The records below hold pictures; please leave those out and retype the rest exactly.

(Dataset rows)
* begin *
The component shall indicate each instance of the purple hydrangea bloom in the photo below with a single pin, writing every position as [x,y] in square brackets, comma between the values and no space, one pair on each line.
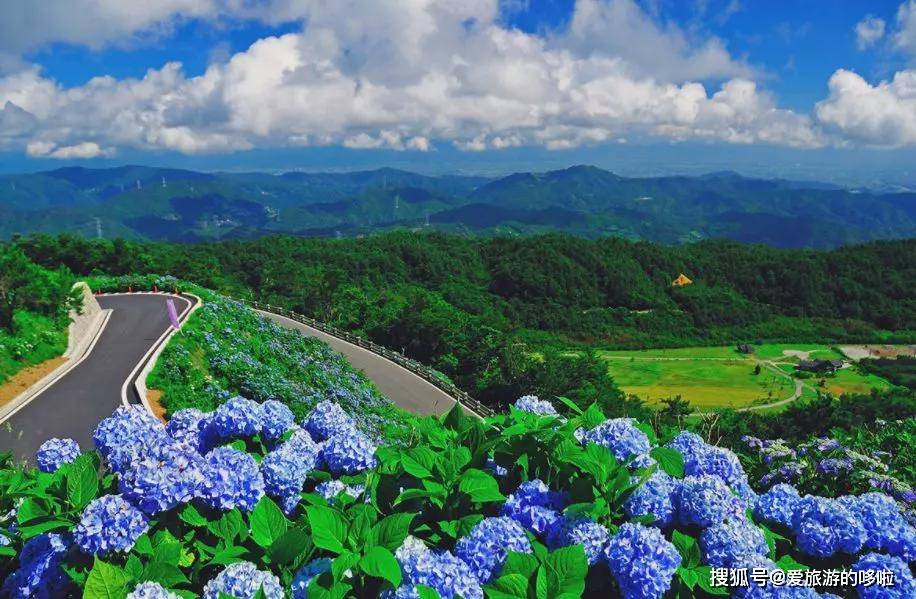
[39,575]
[579,531]
[704,501]
[441,571]
[531,403]
[824,526]
[238,417]
[778,505]
[904,586]
[621,437]
[242,580]
[653,498]
[277,418]
[327,419]
[231,479]
[642,561]
[534,506]
[55,452]
[726,544]
[486,547]
[109,523]
[349,452]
* end *
- Expected output -
The component shall indicate each instance of the purple hydrangea bloom in the photo below with a single pin, writing every position as [x,y] in square brackets, comma between the values and no space, one pair on each line.
[39,575]
[579,531]
[704,501]
[441,571]
[531,403]
[824,526]
[238,417]
[778,505]
[904,586]
[621,437]
[242,580]
[653,498]
[277,418]
[327,419]
[231,479]
[642,561]
[534,506]
[55,452]
[726,544]
[486,547]
[109,523]
[349,452]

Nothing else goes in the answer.